** Begin SOURCE DATA **
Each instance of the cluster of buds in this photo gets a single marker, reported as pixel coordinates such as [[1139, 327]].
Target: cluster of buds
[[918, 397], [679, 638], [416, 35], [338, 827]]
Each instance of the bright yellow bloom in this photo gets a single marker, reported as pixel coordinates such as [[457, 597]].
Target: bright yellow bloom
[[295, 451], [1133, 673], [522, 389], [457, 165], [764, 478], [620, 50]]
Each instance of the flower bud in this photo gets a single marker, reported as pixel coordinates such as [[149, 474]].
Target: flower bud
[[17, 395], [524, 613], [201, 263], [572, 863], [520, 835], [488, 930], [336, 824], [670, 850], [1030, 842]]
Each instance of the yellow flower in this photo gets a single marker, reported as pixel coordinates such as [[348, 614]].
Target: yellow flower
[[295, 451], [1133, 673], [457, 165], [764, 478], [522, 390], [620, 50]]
** End SOURCE DATA **
Render all of the rows above as a single numbered list, leaving out any blank lines.

SOLUTION:
1. Each instance of the cluster of buds in this photo gets a single marker, reported as pixel coordinates such as [[1139, 327]].
2. Target: cluster of buds
3. [[918, 397], [679, 638], [416, 35], [338, 827]]
4. Each instance of the bright yellow bloom in this photo gets a single marker, reported as pixel coordinates such as [[457, 597]].
5. Target: bright yellow bloom
6. [[295, 451], [1133, 673], [522, 389], [457, 165], [764, 478], [620, 50]]
7. Each instance of the flower bud in this photo gets a single marker, reported as pixel coordinates such as [[149, 474]].
8. Target: flower bud
9. [[17, 395], [524, 613], [201, 263], [572, 863], [520, 835], [488, 930], [336, 824], [670, 850], [1030, 842]]
10. Each instance of the yellow flower in this photo gets a single marker, reported as pixel coordinates such as [[348, 614]].
11. Target: yellow flower
12. [[295, 451], [1133, 673], [457, 165], [764, 478], [522, 390], [620, 50]]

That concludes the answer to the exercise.